▸ **Excerpt to read**
My first fishing trip was with a friend and her grandmother when I was nine. I was on what I think was the Gippy Plantation in Moncks Corner. It was a reedy inlet off of the Cooper River across from Mepkin Abbey. I no sooner got a worm in the water than my pole doubled. My prize? A fish head, minus the body. The remainder of the fish that stared blankly up at me was caught by a larger fish. I was scarred, but curious. The tug on the line that day, that thing beneath the deep that little ol' me with some type of worm finesse almost landed, had me hooked for life. 
 
I am excitable. Never tamed. No fisherman wants me in their boat, unless it's big. I don't have to tell "fish stories." They are always big. They are as much about what happens out of the water as they are what happened on the water. Here are a couple of excursions. 
 
The Catfish Story. One Saturday morning years ago, Don and I packed the car, kids, cooler, rods and reels, and tackle boxes. We headed for the soupy yellow waters of the Yadkin River. The Yadkin is known for its big catfish and I had just the thing for them: a shiny brand new rod and reel. I cast in, sat for a bit, and then remembered I left something in the car. While climbing the steep banks of the river, a fish hit my line. I turned and tried to run back down the hill, but it was too late. The fish had taken off into the deep, dragging my new rod and reel with it.
 
I was speechless, Don wasn't. "You know you have to brace that rod with something," he said.  Now I was grumpy. I sat on the bank and watched the kids gathering tadpoles. One felt sorry for me and let me use their Spiderman Zebco 202 for a bit. A little later Don went to the store and left me his rod to fish with.
 
And I got a big bite. After I set the hook the rod bowed. I pulled and pulled and couldn't believe what came up! Don's fish had snagged on my new rod and reel and still had my fish on the end of it's line! Woo Hoo!

▸ **Material**

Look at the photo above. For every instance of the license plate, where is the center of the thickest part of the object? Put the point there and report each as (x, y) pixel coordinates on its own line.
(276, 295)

▸ **Actions to take**
A: Reproduce verbatim the portion of the fishing story that begins with the words containing "The Catfish Story." and ends with "to fish with.".
B: In the fishing story, what river did the writer and Don drive to on the catfish outing?

▸ **The answers**
A:
The Catfish Story. One Saturday morning years ago, Don and I packed the car, kids, cooler, rods and reels, and tackle boxes. We headed for the soupy yellow waters of the Yadkin River. The Yadkin is known for its big catfish and I had just the thing for them: a shiny brand new rod and reel. I cast in, sat for a bit, and then remembered I left something in the car. While climbing the steep banks of the river, a fish hit my line. I turned and tried to run back down the hill, but it was too late. The fish had taken off into the deep, dragging my new rod and reel with it.
 
I was speechless, Don wasn't. "You know you have to brace that rod with something," he said.  Now I was grumpy. I sat on the bank and watched the kids gathering tadpoles. One felt sorry for me and let me use their Spiderman Zebco 202 for a bit. A little later Don went to the store and left me his rod to fish with.

B: The Yadkin River.